__Object pointing dataset rows__
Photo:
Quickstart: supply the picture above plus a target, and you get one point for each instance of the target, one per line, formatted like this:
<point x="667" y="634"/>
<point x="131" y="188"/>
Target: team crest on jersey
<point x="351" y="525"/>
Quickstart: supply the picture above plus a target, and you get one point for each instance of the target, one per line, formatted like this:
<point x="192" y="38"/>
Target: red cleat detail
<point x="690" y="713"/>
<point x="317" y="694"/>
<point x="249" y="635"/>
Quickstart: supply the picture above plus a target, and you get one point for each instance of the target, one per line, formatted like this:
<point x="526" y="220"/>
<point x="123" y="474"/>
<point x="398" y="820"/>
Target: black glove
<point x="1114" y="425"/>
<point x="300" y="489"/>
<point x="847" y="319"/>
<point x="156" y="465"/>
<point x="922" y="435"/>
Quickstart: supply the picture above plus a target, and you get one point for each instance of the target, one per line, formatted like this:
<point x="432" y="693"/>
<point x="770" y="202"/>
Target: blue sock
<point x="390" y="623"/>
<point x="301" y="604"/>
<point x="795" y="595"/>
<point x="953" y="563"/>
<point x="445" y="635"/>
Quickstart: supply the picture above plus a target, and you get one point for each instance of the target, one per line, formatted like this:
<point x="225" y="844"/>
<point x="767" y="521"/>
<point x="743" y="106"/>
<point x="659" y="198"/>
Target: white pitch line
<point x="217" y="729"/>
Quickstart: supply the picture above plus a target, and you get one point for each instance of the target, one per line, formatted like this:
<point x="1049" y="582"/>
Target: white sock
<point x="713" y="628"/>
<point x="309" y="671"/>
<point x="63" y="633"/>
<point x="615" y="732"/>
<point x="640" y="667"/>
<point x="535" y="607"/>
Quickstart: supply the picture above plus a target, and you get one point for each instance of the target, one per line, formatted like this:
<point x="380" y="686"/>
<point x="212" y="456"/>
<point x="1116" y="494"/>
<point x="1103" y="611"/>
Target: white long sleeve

__Job__
Reproduce the records in full, exactly as written.

__Response to this task__
Photo:
Quickstart: supply the picture above plus a target, and you get one point for each instance of the target, one per line, formatted like this:
<point x="667" y="634"/>
<point x="131" y="188"/>
Target: team crest on jersey
<point x="351" y="525"/>
Quickstart: supply the picture above plus a target, and you get one point for each instance of the target, one per line, formatted like this:
<point x="192" y="38"/>
Target: red cleat detail
<point x="690" y="713"/>
<point x="317" y="694"/>
<point x="249" y="635"/>
Quickstart: supply the picture above plus a target, and you get one point for each instance of the target, one per line, formatted like this:
<point x="526" y="220"/>
<point x="123" y="474"/>
<point x="398" y="820"/>
Target: black glove
<point x="1114" y="425"/>
<point x="300" y="489"/>
<point x="847" y="319"/>
<point x="156" y="465"/>
<point x="922" y="435"/>
Quickstart: supply the picture above plus a target, and you get one point for each instance of the target, one per line, formatted like this:
<point x="432" y="693"/>
<point x="770" y="202"/>
Target: blue sock
<point x="390" y="623"/>
<point x="301" y="604"/>
<point x="795" y="595"/>
<point x="953" y="563"/>
<point x="445" y="635"/>
Quickstart: supply the picture above plus a target, and you get one point for each instance of the target, one per line, formatted like this:
<point x="225" y="844"/>
<point x="767" y="521"/>
<point x="743" y="106"/>
<point x="659" y="198"/>
Target: white pitch line
<point x="217" y="729"/>
Quickstart: supply the picture above plus a target, and you get one point for each instance of the target, one per line, formatted like this:
<point x="1049" y="582"/>
Target: white sock
<point x="713" y="628"/>
<point x="309" y="671"/>
<point x="63" y="633"/>
<point x="615" y="732"/>
<point x="640" y="667"/>
<point x="535" y="607"/>
Quickstart: supply the picture above plus a target, and you get one point for each instance of the target, one per line, formatted like this:
<point x="380" y="686"/>
<point x="212" y="456"/>
<point x="1116" y="494"/>
<point x="1103" y="611"/>
Target: white long sleeve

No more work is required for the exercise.